• Source data:
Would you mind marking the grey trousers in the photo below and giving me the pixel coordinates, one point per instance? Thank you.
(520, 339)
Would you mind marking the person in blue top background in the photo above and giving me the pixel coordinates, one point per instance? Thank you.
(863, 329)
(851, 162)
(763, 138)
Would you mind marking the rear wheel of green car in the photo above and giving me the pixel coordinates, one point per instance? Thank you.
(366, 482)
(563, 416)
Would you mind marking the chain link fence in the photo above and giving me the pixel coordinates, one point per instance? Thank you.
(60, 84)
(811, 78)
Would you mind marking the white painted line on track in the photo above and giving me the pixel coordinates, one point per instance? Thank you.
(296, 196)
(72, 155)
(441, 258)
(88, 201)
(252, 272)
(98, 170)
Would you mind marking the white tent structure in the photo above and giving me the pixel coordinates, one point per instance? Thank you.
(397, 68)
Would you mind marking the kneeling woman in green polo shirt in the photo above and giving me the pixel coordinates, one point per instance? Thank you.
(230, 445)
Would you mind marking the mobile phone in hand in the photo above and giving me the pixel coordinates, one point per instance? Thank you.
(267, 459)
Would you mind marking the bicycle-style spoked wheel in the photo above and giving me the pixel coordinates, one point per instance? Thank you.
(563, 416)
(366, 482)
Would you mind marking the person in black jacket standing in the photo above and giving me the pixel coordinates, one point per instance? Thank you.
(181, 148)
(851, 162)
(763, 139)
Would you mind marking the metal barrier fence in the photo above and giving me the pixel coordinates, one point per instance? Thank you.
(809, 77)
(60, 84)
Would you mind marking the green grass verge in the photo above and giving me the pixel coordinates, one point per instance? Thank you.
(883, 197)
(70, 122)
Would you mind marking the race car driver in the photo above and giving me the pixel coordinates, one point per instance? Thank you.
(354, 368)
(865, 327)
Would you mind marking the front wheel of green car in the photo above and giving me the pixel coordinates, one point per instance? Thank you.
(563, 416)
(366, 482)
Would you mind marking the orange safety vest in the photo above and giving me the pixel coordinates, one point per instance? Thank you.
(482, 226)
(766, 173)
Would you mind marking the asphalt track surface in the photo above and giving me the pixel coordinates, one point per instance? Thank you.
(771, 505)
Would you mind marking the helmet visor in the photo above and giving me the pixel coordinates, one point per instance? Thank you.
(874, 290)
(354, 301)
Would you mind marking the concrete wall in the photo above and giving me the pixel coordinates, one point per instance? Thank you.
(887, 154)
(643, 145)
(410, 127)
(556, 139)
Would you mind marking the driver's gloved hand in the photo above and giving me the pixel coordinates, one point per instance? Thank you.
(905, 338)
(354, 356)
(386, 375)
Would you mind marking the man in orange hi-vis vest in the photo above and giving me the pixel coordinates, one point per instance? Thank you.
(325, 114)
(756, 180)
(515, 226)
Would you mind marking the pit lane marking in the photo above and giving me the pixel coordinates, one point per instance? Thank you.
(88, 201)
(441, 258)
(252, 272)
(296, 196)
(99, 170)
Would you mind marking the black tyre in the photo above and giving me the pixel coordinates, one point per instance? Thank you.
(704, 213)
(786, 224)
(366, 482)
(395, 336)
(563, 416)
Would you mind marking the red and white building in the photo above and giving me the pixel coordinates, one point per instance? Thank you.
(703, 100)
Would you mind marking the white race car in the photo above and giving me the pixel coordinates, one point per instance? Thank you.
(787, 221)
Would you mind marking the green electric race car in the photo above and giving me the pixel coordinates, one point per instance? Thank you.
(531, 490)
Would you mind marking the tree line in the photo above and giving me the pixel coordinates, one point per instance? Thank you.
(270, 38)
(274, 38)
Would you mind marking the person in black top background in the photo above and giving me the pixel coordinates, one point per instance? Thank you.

• Task to complete: Copy out each entry above with no deviation.

• Your solution:
Would you mind marking the grey trousers in the photo below and giving me the pixel coordinates, one point per instance? Thank you.
(520, 339)
Would you mind marking the person in blue top background in the photo above and giving me the pixel coordinates, one point per instance? Thank you.
(863, 329)
(851, 162)
(763, 138)
Would you mind marking the rear wheel of green car in the photo above and giving me the pixel coordinates, one point per instance? Thank you.
(366, 482)
(563, 416)
Would you mind marking the chain link fence in the photo above and giving me the pixel coordinates, one point per instance? Thank you.
(60, 84)
(811, 78)
Would you mind marking the white painted line on track in the photo above and giving me the pixel coordinates, one point per instance? Thank you.
(296, 196)
(72, 155)
(441, 258)
(88, 201)
(252, 272)
(98, 170)
Would you mind marking the white tent structure in the photo above and giving me the pixel coordinates, one point per instance? Thank you.
(397, 68)
Would you mind marking the kneeling woman in green polo shirt in the photo above and giving me the pixel coordinates, one point per instance? Thank you.
(230, 445)
Would you mind marking the mobile phone in hand in the photo above and giving me the pixel coordinates, one point per instance? Thank you.
(267, 459)
Would you mind marking the bicycle-style spoked wheel in the photo above and giving me the pixel coordinates, one point per instance? Thank you.
(563, 416)
(366, 482)
Would you mind marking the person in black jacket standing in the photo above and giving me the pixel coordinates, one point per instance? Thank you.
(181, 148)
(851, 162)
(763, 139)
Would you mind marking the metal barrier fence in the photo above and giving me the pixel coordinates, one point per instance? Thank you.
(809, 77)
(60, 84)
Would you mind marking the green grass verge in the photo above and giving me the pixel coordinates, one point per instance? Thank you.
(883, 197)
(70, 122)
Would you mind marking the race car driver in the photo above and giving me the pixel coordinates, one point per instance? Thank you.
(354, 368)
(865, 327)
Would you mind marking the front wheel of green car in the photo above and giving me the pixel coordinates, one point per instance? Thank you.
(563, 416)
(366, 482)
Would you mind marking the orange safety vest in the photo above and giving me the pixel coordinates, one point per instance? Thank you.
(482, 226)
(766, 173)
Would you mind marking the asphalt track surface in the photo above and giving me the pixel coordinates, one point per instance? Thank you.
(771, 505)
Would you mind marking the helmet visor in the photo above and giving me the pixel coordinates, one point per instance? Thank you.
(874, 290)
(354, 301)
Would you mind marking the concrete wall in the photo above and giving me the pixel coordinates, one point per instance? Thank you.
(887, 154)
(643, 145)
(410, 127)
(556, 139)
Would you mind marking the driver's gloved hand in the photo above and giving me the pixel coordinates, one point per instance? Thank you.
(905, 338)
(354, 356)
(386, 375)
Would you mind marking the man in orange hi-vis vest in the photo above and giving me the pixel coordinates, one point per instance? Thank you.
(325, 114)
(756, 180)
(515, 226)
Would you mind marking the pit lane marking in the photo above and giving me the pixel coordinates, one point per instance? Thank you.
(88, 201)
(441, 258)
(252, 272)
(296, 196)
(99, 170)
Would you mind marking the black tyre in the photo above and giving me the pixel coordinates, one point per instance? Thank you.
(704, 213)
(786, 224)
(366, 482)
(395, 336)
(563, 416)
Would you mind marking the red and white building in the photo above and giving me the pixel coordinates, one point per instance? Thank you.
(703, 100)
Would you mind marking the white race car in the photo above and giving me the pixel coordinates, one point per instance? Thank you.
(787, 221)
Would you mind marking the green electric race car in the photo above and giving me the pixel coordinates, one point per instance? Thank you.
(531, 490)
Would you mind marking the tree line in the photo above and giving me the pixel coordinates, one point per instance? Thank you.
(270, 38)
(274, 38)
Would you mind marking the person in black top background in the photo above and giving me the pixel coordinates, one point per instance? Thank you.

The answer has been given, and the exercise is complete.